== Do this ==
Rewrite the lines between the one holding "Locate the doll's pointed" and the one holding "[[41, 25], [435, 8], [218, 114]]", inclusive, requests and all. Offset every point coordinate in the answers by 150, and leave the requests and their sample answers unchanged.

── Task input ──

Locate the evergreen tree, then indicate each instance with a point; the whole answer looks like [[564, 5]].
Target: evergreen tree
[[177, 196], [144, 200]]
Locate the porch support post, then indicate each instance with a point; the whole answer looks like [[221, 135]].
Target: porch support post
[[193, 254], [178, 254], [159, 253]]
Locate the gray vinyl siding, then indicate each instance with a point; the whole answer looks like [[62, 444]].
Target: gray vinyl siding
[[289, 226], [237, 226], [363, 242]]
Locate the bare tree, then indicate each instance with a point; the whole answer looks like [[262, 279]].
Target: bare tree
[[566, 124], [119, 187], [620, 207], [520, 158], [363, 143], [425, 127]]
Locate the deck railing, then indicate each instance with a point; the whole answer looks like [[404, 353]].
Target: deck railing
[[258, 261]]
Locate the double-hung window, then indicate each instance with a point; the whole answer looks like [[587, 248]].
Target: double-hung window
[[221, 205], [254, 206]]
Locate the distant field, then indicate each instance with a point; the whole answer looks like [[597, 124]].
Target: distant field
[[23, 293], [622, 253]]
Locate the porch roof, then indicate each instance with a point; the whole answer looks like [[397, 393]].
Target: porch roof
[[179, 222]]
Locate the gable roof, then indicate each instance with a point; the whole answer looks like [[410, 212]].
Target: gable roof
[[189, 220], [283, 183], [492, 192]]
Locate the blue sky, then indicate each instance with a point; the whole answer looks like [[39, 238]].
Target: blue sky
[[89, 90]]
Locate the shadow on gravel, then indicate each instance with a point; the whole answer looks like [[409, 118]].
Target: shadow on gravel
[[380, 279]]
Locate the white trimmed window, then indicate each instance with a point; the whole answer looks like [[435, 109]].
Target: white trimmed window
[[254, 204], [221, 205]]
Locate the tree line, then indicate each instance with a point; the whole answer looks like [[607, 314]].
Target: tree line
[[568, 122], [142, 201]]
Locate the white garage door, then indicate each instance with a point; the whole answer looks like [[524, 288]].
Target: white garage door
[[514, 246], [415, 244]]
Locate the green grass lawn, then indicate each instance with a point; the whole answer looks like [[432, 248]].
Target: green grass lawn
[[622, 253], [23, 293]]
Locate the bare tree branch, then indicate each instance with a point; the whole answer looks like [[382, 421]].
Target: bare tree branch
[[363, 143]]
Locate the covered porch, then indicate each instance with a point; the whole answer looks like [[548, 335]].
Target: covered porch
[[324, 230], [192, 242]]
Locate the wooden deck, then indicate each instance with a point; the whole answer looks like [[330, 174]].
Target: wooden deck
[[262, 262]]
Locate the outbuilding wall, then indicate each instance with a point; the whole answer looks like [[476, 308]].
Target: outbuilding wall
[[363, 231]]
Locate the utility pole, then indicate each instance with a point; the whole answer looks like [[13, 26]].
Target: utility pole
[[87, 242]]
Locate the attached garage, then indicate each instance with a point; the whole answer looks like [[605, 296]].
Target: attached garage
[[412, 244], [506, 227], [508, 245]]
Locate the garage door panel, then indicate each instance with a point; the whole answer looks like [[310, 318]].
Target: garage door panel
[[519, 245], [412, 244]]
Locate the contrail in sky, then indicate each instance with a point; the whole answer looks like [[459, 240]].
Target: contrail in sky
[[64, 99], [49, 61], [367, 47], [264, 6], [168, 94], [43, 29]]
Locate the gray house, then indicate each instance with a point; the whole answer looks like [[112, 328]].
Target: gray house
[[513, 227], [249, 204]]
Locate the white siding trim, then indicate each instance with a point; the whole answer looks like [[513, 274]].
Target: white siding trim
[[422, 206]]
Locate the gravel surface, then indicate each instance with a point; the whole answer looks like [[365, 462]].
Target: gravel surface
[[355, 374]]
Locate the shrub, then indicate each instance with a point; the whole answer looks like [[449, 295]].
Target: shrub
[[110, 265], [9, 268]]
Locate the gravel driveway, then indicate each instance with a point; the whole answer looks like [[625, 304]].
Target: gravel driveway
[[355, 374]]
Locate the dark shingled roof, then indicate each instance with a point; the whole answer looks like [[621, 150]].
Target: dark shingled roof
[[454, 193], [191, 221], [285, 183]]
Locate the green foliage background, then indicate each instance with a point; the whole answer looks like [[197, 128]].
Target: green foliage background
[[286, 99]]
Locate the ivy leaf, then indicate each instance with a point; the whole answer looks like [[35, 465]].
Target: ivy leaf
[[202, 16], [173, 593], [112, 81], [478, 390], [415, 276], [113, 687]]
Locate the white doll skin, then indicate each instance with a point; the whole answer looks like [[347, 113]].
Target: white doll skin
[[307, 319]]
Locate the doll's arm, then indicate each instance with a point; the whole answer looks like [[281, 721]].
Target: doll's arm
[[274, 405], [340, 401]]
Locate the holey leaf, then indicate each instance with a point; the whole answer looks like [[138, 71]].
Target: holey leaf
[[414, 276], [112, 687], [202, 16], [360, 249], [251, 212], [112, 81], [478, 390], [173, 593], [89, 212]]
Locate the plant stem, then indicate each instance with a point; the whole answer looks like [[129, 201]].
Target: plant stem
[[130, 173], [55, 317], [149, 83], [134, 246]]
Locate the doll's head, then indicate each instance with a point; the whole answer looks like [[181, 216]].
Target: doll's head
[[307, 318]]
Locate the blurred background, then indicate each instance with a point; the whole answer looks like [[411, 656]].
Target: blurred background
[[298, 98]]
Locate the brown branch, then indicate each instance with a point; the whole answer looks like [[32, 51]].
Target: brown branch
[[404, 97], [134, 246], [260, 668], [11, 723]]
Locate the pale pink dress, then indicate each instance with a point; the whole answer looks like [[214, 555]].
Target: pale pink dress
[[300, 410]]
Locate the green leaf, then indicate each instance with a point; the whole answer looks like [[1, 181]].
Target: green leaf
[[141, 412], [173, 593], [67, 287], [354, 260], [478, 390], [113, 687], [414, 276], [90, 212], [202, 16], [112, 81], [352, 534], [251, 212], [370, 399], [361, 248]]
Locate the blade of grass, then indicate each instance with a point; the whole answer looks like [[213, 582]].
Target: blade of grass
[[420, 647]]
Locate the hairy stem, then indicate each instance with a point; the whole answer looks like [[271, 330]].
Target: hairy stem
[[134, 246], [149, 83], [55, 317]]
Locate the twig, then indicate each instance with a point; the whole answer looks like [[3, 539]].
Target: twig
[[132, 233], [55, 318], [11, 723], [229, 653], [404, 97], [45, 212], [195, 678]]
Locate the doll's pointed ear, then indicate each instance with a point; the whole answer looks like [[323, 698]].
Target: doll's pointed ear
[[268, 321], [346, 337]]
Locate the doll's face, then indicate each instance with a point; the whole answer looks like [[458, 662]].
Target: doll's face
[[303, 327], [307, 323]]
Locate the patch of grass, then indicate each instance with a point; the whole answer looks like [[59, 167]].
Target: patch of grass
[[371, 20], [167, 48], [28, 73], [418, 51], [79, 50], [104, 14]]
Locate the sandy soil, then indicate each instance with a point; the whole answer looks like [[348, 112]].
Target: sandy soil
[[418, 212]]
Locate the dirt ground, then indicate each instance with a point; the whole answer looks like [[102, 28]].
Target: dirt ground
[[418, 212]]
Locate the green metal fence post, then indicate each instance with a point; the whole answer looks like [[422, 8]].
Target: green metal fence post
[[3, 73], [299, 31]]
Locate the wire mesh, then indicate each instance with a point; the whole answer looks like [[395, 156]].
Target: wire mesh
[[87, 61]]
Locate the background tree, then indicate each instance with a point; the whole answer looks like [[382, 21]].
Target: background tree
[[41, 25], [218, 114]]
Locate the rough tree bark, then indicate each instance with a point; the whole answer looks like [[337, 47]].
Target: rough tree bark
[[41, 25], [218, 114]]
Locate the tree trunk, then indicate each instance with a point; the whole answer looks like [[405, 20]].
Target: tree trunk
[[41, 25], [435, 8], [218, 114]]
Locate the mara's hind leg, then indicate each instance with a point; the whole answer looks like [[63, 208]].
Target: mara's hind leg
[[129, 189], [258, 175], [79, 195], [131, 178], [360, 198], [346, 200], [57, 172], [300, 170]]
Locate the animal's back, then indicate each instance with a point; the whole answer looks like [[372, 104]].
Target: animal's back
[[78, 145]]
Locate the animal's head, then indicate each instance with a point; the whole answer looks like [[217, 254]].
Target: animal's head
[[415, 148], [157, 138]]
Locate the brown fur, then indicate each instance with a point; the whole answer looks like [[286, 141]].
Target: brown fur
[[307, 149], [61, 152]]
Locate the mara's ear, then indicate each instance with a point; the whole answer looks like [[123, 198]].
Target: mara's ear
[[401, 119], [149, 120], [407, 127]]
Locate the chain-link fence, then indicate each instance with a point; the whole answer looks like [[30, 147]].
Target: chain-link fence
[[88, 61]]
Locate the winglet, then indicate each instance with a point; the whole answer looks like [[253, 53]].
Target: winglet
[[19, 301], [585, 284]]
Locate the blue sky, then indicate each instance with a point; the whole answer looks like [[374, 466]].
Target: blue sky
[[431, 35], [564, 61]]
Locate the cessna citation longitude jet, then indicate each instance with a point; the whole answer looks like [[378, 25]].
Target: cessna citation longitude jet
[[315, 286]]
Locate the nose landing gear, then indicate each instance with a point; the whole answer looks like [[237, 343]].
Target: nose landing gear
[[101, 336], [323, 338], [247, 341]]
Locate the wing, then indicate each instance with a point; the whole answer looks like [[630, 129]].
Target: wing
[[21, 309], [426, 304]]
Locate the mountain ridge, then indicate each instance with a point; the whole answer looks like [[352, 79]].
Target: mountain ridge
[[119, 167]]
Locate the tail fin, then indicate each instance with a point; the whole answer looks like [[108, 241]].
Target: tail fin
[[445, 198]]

───

== Full solution ==
Locate the doll's pointed ear, then indicate each instance with a point; the whole answer looks like [[323, 698]].
Target: doll's pointed ear
[[418, 471], [496, 487]]
Locate the doll's face, then indicate each instance with a point; the whole answer looks like [[458, 662]].
Target: doll's face
[[453, 477], [457, 473]]
Locate the patch of grass, then indicate each instance with a point; the whole answer looks like [[59, 167]].
Target: patch of grass
[[521, 170], [317, 198], [178, 223], [568, 201], [229, 200], [254, 164]]
Locate the sandy soil, then indicate each instance with a point; the whole answer looks like [[348, 112]].
Target: sandy soil
[[568, 362]]
Locate the dirt ground, then indicate each instance with a point; the whole answer looks like [[102, 28]].
Target: dirt ground
[[568, 362]]
Locate the green metal fence post, then indicate each instance with a point; the whole answer looks like [[422, 8]].
Target: green metal fence post
[[153, 223], [449, 181]]
Locate the wire mesh, then indicate each instance with a point; the whole answer looks like [[395, 156]].
Target: wire mesh
[[237, 211]]
Locate the background tree, then indicate each instance with a point; the whole answer looks like [[382, 21]].
Target: background tree
[[191, 175], [368, 264]]
Locate the rough tree bark, then indicate each instance with a point; the whole answer looks like [[337, 47]].
Target: rough tree bark
[[191, 175], [368, 264]]
Locate the tree trunk, then indicate each instance with a point; the whole answer looks like [[405, 20]].
Target: tree trunk
[[191, 175], [585, 158], [368, 264]]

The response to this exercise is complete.